> Brano riportato
* * *

Certo – sottolinea – nel femminismo di oggi c’è anche dell’antisemitismo.
Il punto, però, è che c’è molto di più.
Il femminismo di oggi si distingue da quello di ieri perché ne ha smarrito il tratto essenziale e fondativo, ossia l’universalismo.
Nel femminismo storico convivevano idee molto diverse su emancipazione, liberazione, differenza, lotta di classe, ma l’universalismo non era in discussione.
A una femminista storica non sarebbe mai venuto in mente che potesse esistere una gerarchia fra vittime di serie A, serie B, serie C, e di conseguenza un differente diritto alla protezione, alla tutela, all’attenzione politica e mediatica.
E, ancora meno, sarebbe venuto in mente che in questa grottesca graduatoria potessero avere un ruolo caratteri ascritti come razza, etnia, nazionalità, o che qualcosa potessero centrare le scelte politiche delle donne, o dei governi sotto i quali vivono.

* * *

> Record forniti
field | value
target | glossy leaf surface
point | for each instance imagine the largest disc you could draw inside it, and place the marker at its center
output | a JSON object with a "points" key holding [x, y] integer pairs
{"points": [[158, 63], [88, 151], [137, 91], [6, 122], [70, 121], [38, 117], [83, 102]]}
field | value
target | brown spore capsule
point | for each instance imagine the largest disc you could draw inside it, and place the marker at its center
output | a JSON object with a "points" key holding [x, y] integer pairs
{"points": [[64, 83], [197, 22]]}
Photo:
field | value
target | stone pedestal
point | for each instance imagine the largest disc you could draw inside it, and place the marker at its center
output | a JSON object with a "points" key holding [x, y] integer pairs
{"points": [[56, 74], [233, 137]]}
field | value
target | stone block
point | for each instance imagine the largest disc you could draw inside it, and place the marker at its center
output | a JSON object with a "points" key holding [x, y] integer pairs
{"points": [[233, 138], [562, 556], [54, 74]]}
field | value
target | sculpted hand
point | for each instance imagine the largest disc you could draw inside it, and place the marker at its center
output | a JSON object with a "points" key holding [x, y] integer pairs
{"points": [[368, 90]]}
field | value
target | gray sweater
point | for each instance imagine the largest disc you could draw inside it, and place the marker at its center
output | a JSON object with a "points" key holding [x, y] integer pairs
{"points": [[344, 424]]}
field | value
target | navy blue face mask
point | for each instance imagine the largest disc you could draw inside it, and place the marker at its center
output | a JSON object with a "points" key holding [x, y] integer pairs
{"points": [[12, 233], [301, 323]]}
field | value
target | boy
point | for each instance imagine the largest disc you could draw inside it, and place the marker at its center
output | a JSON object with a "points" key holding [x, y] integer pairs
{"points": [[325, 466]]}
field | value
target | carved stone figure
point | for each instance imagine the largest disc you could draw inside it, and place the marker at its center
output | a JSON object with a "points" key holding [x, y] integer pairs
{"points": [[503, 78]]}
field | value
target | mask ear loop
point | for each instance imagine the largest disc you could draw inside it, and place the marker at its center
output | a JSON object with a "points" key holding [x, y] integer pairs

* * *

> Istruzioni del compito
Riprendi il brano sul femminismo di oggi e sulla perdita dell'universalismo, continuandolo dal punto in cui si ferma. I record sono materiale separato dal brano.

> Risposta scritta
Eppure è questo che sta succedendo, non solo dopo il 7 ottobre.
Quindi sì, il femminismo classico è morto, e il neo-razzismo che ne ha preso il posto è un ‘oscurantismo retrogrado’, che ha in odio la libertà di parola e non disdegna metodi squadristici, nelle piazze, dentro le università, nelle librerie.
Possibile – conclude – che né il mondo progressista, né i suoi partiti-guida, avvertano il pericolo?”.